Reproduce the data below from the line with "target: **distant mountain peak**" to the line with "445), (639, 468)]", including both of those lines. Leave the pictures out of your answer.

==*==

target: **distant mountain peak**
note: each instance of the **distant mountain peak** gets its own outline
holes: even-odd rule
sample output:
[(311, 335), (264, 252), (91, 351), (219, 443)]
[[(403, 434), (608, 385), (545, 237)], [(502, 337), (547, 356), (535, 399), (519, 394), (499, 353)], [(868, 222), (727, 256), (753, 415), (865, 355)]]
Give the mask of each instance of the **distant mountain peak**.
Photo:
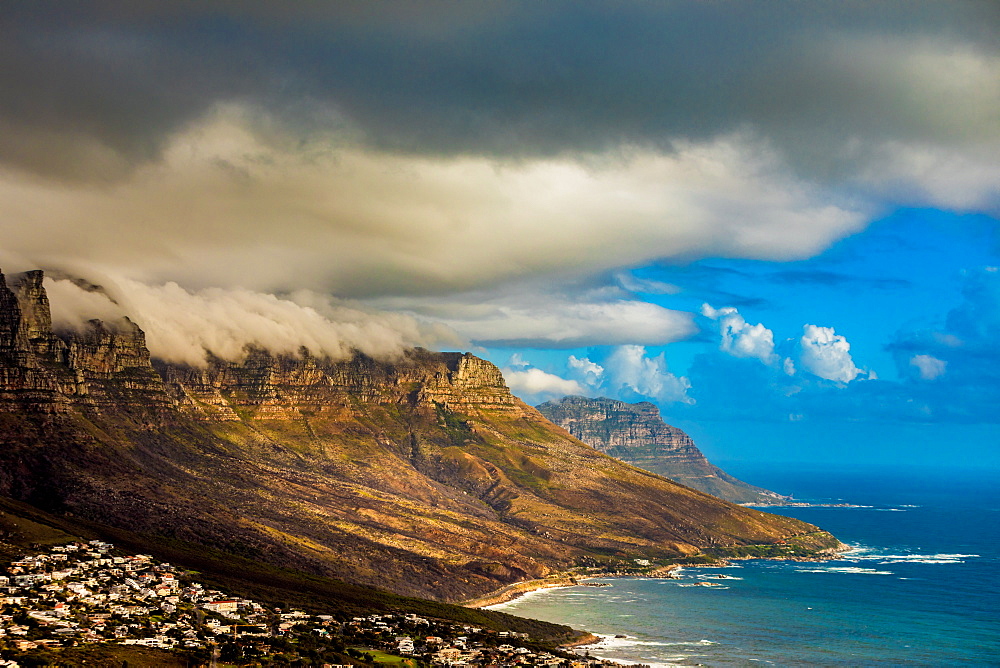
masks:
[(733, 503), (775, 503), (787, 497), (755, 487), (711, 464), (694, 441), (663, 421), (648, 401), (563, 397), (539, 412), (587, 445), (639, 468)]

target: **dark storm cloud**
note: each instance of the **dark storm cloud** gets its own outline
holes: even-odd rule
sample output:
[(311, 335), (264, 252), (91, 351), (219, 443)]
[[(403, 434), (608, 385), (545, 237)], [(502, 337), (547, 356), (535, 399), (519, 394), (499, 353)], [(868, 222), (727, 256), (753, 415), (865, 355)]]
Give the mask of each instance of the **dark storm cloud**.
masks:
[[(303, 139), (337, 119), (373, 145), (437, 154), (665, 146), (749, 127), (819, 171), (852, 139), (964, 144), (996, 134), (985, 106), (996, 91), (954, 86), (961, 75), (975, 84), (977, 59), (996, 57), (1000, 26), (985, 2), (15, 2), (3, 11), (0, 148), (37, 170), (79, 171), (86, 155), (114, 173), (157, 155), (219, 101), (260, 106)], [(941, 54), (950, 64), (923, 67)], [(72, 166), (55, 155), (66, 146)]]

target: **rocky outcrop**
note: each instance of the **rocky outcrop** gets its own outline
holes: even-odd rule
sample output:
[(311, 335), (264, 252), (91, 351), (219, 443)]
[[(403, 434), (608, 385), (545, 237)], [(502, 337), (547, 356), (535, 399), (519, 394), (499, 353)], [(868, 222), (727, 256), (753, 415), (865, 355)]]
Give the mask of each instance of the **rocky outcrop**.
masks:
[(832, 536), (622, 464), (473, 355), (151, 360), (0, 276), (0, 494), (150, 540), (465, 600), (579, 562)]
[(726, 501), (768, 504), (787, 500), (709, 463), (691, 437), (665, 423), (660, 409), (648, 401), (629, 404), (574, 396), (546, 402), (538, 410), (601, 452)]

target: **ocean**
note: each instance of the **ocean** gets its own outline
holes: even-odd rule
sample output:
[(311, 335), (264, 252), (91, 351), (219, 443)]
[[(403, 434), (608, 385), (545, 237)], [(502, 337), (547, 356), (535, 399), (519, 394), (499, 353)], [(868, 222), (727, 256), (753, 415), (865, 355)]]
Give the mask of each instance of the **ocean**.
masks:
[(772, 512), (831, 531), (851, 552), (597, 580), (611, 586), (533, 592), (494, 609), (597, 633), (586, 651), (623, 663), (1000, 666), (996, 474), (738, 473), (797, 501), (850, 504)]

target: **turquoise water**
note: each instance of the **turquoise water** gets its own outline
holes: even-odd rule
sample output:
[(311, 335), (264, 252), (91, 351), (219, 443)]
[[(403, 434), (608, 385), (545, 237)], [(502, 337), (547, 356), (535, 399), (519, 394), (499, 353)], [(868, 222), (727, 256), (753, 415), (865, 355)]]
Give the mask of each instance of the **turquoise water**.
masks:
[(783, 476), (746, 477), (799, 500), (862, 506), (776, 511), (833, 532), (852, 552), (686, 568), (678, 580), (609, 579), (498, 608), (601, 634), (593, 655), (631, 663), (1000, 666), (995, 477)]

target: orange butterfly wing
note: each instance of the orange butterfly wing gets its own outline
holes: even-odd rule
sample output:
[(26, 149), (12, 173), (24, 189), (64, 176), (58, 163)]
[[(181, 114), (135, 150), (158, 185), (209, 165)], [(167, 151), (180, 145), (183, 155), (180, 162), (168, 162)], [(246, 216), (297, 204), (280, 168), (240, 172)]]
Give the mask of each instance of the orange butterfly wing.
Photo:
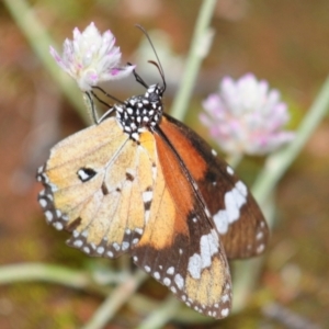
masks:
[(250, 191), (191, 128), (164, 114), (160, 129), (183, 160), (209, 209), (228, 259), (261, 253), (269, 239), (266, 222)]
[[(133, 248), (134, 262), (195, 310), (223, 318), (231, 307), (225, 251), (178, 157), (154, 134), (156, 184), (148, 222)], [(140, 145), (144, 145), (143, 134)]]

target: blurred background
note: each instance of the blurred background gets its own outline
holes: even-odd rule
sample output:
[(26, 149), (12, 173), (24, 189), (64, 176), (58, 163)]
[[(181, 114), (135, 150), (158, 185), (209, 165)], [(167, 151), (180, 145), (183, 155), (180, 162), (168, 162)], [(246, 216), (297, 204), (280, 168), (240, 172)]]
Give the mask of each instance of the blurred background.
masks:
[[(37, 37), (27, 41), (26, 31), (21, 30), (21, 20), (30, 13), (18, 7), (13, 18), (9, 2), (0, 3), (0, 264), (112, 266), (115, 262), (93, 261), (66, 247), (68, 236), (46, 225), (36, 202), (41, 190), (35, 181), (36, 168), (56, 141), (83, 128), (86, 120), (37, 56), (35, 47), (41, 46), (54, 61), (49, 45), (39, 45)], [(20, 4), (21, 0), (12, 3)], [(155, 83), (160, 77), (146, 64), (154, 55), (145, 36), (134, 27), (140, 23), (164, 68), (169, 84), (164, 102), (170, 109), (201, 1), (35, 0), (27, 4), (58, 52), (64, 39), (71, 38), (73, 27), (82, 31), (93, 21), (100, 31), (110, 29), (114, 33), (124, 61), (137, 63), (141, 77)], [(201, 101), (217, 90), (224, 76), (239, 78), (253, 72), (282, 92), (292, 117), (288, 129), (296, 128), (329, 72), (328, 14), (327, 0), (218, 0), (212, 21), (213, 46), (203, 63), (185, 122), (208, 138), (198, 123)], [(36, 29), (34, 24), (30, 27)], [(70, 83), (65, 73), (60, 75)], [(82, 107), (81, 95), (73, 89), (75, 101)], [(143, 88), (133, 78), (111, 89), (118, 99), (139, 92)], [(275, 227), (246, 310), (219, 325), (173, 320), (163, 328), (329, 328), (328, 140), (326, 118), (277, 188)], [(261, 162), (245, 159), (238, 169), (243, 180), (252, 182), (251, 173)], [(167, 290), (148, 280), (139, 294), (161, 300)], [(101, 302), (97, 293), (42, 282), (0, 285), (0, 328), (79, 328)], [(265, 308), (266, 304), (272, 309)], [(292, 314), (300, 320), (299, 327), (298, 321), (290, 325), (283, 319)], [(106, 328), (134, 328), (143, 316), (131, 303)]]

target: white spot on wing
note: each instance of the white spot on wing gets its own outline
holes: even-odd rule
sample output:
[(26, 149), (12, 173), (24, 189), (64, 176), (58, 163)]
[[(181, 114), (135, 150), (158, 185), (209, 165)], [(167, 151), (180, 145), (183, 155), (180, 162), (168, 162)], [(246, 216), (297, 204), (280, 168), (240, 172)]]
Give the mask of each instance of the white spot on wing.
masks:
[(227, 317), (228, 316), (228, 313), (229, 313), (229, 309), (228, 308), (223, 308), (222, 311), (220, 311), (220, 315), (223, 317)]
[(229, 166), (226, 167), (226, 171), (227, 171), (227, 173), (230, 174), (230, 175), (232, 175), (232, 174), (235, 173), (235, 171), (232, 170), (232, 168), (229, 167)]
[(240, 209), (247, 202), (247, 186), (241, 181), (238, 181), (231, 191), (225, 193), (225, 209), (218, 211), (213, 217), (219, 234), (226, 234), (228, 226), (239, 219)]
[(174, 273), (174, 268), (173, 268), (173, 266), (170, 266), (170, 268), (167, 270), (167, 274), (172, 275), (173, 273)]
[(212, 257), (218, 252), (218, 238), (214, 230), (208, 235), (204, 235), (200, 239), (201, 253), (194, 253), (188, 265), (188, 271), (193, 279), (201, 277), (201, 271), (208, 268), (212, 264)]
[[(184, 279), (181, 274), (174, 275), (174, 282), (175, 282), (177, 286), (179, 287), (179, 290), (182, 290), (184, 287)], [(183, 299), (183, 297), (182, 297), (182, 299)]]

==*==

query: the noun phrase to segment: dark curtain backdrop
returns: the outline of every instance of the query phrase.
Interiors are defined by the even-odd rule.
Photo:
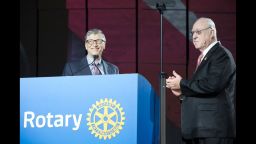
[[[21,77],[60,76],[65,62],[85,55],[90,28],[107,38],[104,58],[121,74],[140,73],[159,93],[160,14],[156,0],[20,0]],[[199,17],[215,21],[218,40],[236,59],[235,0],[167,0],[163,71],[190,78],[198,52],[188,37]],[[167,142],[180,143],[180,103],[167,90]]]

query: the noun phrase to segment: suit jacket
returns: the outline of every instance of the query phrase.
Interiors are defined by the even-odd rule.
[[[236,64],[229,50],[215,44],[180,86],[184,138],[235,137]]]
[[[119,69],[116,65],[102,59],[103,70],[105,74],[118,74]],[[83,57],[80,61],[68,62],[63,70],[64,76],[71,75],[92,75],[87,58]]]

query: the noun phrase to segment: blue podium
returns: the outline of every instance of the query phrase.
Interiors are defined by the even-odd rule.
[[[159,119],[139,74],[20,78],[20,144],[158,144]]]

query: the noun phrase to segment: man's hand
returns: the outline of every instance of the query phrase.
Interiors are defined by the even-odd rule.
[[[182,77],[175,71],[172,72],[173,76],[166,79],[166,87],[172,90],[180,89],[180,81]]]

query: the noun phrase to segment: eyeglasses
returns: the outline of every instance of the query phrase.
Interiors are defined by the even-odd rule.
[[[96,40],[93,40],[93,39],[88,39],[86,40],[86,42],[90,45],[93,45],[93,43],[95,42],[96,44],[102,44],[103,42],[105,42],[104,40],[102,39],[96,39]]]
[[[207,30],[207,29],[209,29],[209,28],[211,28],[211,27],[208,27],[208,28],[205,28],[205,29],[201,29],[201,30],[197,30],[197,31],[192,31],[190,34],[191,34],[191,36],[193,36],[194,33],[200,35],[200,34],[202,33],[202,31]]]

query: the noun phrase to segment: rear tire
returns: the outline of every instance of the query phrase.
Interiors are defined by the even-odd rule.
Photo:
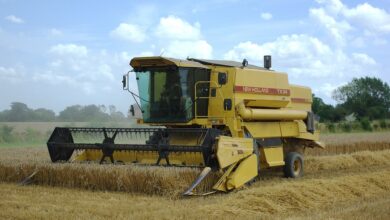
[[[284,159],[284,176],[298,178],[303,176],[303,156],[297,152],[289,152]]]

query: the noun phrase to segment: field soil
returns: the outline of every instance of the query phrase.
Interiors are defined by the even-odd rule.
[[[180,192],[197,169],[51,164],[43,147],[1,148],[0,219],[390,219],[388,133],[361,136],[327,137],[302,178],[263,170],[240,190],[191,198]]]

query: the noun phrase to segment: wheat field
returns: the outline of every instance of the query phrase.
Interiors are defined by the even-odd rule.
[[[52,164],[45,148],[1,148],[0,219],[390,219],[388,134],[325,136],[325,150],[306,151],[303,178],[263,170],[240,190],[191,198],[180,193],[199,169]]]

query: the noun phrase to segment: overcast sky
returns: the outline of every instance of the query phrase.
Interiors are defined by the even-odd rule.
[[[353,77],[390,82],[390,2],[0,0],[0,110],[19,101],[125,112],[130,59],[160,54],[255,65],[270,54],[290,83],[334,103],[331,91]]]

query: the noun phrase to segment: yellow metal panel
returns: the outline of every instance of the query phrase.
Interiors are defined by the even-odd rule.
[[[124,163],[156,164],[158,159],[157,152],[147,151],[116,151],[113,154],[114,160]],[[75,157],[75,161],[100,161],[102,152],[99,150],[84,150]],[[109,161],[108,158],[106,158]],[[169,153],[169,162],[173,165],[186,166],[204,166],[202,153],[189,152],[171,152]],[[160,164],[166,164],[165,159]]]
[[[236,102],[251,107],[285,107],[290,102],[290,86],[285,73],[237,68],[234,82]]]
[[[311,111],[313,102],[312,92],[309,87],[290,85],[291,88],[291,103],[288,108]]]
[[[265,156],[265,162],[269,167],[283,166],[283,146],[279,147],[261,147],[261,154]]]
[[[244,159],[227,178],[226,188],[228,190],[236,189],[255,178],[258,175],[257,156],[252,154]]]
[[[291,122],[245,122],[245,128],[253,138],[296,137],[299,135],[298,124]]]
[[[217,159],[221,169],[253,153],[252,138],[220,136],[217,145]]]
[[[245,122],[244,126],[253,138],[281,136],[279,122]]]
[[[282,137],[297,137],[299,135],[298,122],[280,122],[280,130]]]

==*==

→ **REPLY TO THE TASK**:
target: **distant mountain peak**
note: each instance of the **distant mountain peak** gets its own outline
holes: even-odd rule
sample output:
[(311, 335), (264, 252), (91, 351), (219, 443)]
[[(403, 434), (608, 385), (545, 237)], [(502, 337), (547, 356), (535, 399), (519, 394), (499, 353)], [(868, 222), (727, 256), (753, 415), (865, 355)]]
Give the mask of each instance of the **distant mountain peak**.
Photo:
masks:
[(733, 503), (775, 503), (787, 497), (755, 487), (711, 464), (694, 441), (663, 421), (648, 401), (563, 397), (539, 412), (587, 445), (639, 468)]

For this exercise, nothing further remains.